With all the statutory instruments at its disposal, the Trust must be aggressive in ensuring outstanding contributions are immediately recouped. A reduction and elimination of the arrears must be a benchmark in assessing management’s productivity and efficiency. The Sierra Leone landscape is dotted with government services institutions and companies that have failed by their inability to ensure user-service payments are timely collected for services, be it insurance, electricity, water supply and other public services. At this rate and trending, NASSIT is setting itself up for the same demise.


PROPOSAL FOR EXPANSION OF THE INSURED POPULATION


The participation of Sierra Leone’s diasporas in the country’s pension scheme, the NASSIT, represents one such creative and out of the box thinking that management and the government must urgently explore.

Diaspora participation in NASSIT could be achieved by a system of purchase of credits in foreign currencies, into the pension scheme, modeled on the concept of “Diaspora Bonds”; where countries raise financing from their overseas diasporas through a debt instrument .

However, unlike a debt instrument, the sale of credits into the NASSIT pension scheme allows diasporas to participate in the nation’s social security system with benefits inuring to both the diaspora participant and the NASSIT. In the case of the diasporas it ensures:

Patriotism, as participation affords continued connection to the home country.

[ROWS]
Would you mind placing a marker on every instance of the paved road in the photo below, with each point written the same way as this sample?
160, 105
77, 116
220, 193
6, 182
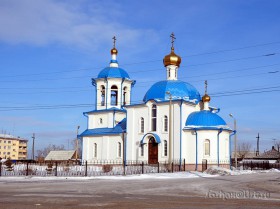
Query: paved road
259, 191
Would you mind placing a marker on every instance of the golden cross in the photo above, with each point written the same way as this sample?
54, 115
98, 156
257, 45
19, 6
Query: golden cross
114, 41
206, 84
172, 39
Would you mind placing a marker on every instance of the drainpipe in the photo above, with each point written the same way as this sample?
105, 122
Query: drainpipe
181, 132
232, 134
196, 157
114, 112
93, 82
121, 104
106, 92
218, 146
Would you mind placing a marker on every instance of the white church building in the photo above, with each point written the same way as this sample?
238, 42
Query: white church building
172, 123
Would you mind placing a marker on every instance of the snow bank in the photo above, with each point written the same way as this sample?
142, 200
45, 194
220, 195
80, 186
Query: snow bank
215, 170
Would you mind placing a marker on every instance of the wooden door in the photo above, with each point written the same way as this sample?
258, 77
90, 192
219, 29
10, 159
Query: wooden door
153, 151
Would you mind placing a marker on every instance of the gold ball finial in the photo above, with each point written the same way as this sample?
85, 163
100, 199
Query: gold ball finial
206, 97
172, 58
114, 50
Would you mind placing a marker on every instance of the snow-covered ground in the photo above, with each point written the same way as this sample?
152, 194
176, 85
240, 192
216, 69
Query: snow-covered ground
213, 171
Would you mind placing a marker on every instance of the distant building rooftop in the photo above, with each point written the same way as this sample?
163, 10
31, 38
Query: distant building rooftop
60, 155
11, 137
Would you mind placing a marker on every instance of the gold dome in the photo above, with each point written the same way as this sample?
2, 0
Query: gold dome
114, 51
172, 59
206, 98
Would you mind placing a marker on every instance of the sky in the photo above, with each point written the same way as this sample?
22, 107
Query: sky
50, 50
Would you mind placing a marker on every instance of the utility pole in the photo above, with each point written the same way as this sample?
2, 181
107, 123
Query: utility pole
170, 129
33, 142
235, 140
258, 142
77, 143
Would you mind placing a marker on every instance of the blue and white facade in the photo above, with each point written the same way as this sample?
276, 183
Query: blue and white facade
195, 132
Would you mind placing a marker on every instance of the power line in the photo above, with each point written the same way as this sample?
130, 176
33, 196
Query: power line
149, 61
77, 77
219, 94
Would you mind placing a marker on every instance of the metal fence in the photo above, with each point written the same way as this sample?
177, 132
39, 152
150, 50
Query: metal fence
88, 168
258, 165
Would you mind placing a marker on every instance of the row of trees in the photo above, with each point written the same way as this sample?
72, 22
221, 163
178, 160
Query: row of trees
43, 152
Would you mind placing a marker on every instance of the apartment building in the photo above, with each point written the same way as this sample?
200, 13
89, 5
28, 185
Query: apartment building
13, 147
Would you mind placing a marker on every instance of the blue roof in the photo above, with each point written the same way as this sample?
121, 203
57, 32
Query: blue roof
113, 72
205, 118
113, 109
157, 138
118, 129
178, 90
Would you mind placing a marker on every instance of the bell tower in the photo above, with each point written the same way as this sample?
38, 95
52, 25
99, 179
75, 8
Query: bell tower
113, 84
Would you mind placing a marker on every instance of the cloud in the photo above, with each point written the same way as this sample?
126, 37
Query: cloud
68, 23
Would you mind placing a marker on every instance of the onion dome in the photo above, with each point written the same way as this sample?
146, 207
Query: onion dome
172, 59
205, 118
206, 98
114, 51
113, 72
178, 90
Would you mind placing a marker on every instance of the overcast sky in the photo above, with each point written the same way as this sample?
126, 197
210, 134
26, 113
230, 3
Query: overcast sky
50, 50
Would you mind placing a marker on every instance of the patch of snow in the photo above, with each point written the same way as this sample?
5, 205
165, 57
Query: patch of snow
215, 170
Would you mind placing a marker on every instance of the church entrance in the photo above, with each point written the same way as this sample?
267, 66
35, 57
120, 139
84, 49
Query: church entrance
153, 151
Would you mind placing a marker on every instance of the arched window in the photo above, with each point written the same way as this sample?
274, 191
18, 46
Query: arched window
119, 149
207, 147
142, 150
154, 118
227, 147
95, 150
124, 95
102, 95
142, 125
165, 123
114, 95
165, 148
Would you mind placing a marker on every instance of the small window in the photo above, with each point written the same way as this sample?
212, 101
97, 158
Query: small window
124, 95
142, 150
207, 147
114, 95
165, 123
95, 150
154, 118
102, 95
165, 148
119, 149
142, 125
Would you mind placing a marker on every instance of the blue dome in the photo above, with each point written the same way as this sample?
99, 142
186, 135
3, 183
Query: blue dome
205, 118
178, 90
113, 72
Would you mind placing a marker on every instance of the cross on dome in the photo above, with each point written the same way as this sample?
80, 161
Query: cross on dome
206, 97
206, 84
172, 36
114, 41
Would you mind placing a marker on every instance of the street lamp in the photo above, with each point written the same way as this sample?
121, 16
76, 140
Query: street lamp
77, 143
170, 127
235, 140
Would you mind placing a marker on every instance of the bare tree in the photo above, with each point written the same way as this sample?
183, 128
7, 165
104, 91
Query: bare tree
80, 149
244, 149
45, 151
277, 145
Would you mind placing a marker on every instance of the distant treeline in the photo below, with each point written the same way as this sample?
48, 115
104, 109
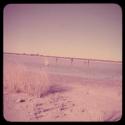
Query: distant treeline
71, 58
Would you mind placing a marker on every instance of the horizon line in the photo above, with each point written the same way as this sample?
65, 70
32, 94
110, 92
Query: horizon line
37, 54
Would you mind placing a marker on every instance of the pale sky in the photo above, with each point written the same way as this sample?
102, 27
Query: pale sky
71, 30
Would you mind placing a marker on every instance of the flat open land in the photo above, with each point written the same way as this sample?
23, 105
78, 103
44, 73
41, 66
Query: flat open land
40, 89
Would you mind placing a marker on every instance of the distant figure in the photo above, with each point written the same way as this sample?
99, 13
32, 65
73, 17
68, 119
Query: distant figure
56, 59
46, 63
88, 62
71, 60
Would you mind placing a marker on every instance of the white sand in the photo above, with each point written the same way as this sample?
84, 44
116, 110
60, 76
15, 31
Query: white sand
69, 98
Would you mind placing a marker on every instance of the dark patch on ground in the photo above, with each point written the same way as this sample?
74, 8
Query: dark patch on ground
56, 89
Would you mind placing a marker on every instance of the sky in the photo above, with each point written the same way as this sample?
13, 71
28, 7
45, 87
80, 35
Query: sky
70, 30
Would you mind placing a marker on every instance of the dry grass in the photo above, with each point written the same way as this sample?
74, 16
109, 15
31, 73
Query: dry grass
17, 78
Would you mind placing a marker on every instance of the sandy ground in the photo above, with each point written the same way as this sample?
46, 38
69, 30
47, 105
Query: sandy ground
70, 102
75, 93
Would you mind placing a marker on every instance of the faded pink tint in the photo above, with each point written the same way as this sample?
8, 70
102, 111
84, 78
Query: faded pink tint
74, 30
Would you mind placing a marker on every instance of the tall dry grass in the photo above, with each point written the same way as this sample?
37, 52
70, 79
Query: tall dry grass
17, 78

[BRIEF] Continue the piece on Sierra Leone's NASSIT pension scheme after its last sentence. You won't need the records for this.

[FINAL ANSWER]
Satisfaction of contributing to and participating in the home country’s national economic growth.

Protection as a risk management tool, as the survivor’s benefit component of the pension scheme will afford benefits to beneficiaries in the home country, in the event of the death or disability of the diaspora participant.

In the case of the country and NASSIT, it provides:

Extension of the covered population, providing additional private sector capacity, which the scheme desperately needs to meet actuarial projections.

Access to foreign capital remittances, as contributions would be made in foreign currencies.

Risk diversification, as the foreign capital infused into the scheme could be invested in foreign investments and international bonds, stocks and indexes.

Needed capital for developmental programs such as the current NASSIT low cost housing project.

 


CONCLUSION:


The establishment of the pension scheme in Sierra Leone represents a singular achievement in public policy implementation over the past 30 years and if properly executed and managed long-term will serve generations of workers and contribute positively to economic and social development of the country. It is thus in accord with the tremendous expectations for success of the scheme that the above critique and suggestions for curtailing the run away administrative costs of the Trust are been proffered not only to management but especially the Board of Directors.



The author, Mr. Kortor Kamara has over 25 years experience in the insurance industry both in Sierra Leone and the United States. He is a Chartered Property & Casualty Insurer and holds the Workers Compensation Claims Professional (WCCP) designation. He is a Member of the Chartered Insurance Institute ( London); Certified Self-Insurance Claims Administrator-State of California; Registered World Bank Consultant and has served as a Consultant on various Insurance initiatives in Sierra Leone, including design of the country’s first Title Insurance Policy.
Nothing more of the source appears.